- **STATED TASK**:
Exact repetition is required: output every record in full.

******************************

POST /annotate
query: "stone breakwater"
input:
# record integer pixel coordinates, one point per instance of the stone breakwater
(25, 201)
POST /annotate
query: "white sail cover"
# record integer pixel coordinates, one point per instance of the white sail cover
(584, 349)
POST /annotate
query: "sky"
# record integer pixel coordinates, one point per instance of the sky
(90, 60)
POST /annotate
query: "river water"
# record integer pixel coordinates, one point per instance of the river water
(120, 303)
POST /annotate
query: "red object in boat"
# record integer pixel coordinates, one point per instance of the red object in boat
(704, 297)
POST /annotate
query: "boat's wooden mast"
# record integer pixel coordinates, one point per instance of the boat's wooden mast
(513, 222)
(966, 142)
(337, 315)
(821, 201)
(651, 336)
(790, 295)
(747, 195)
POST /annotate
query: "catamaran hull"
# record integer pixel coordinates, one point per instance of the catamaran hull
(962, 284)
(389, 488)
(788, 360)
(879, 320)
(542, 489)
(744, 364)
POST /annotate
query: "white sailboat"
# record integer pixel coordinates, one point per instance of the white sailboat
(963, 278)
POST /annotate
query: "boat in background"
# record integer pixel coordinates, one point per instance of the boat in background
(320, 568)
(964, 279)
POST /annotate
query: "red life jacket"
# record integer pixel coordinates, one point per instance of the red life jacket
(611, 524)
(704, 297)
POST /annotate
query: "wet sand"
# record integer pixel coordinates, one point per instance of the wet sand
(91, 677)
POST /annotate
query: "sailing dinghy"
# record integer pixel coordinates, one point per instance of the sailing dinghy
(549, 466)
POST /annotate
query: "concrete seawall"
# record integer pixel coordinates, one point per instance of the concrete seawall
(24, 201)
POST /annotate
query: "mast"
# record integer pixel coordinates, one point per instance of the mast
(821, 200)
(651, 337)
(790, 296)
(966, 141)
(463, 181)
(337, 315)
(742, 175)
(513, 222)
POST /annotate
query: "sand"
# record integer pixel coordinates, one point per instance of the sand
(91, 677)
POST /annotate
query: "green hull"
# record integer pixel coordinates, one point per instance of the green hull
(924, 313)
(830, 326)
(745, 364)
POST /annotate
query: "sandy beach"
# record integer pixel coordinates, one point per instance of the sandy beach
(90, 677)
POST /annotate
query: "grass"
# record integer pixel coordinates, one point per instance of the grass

******************************

- **FULL OUTPUT**:
POST /annotate
query: "stone breakwater"
input:
# record integer pixel coordinates, one point per instance of the stone breakwater
(25, 201)
POST /annotate
query: "white sail cover"
# record integer pixel coordinates, one point per instance of the white sail cover
(584, 349)
POST /annotate
query: "sky"
# record integer pixel coordinates, one point per instance of the sky
(90, 60)
POST /annotate
query: "river water"
# record integer pixel coordinates, one point per instance of the river water
(120, 303)
POST /annotate
query: "red object in boat"
# record integer pixel coordinates, one point per instance of the red object in boat
(704, 297)
POST /annotate
query: "boat's wooden mast"
# record integer pixel coordinates, one point per instance of the boat's wooden mast
(513, 222)
(966, 142)
(337, 315)
(821, 201)
(651, 336)
(790, 295)
(747, 195)
POST /annotate
query: "catamaran hull"
# record integer pixel coordinates, one point per instance of the catamaran hull
(962, 284)
(389, 488)
(788, 360)
(879, 320)
(542, 489)
(744, 364)
POST /annotate
query: "white sailboat"
# record integer pixel coordinates, one point per instance of the white sailboat
(963, 278)
POST /annotate
query: "boat in background"
# record integer pixel coordinates, one point per instance of the boat in background
(320, 568)
(964, 279)
POST /annotate
query: "red life jacket"
# record integer pixel coordinates, one point per instance of the red life jacket
(611, 524)
(704, 297)
POST /annotate
query: "wet sand"
# record integer pixel coordinates, one point per instance of the wet sand
(91, 677)
POST /annotate
query: "sailing dinghy"
# record integer pixel coordinates, one point per instance of the sailing dinghy
(549, 466)
POST /annotate
query: "concrete seawall"
# record integer pixel coordinates, one point per instance of the concrete seawall
(24, 201)
POST /annotate
query: "mast"
# record integer pixel coordinates, one point per instance of the mast
(821, 200)
(651, 337)
(790, 296)
(966, 141)
(463, 181)
(337, 315)
(742, 175)
(513, 222)
POST /annotate
query: "sand"
# record integer pixel coordinates, one point per instance of the sand
(91, 677)
POST /annotate
query: "green hull"
# record integer pixel coordinates, one point per instance of the green hull
(924, 313)
(830, 326)
(745, 364)
POST /annotate
query: "sandy beach"
# record integer pixel coordinates, one point per instance of the sandy beach
(90, 677)
POST /annotate
query: "grass"
# record integer pixel coordinates, one point per instance of the grass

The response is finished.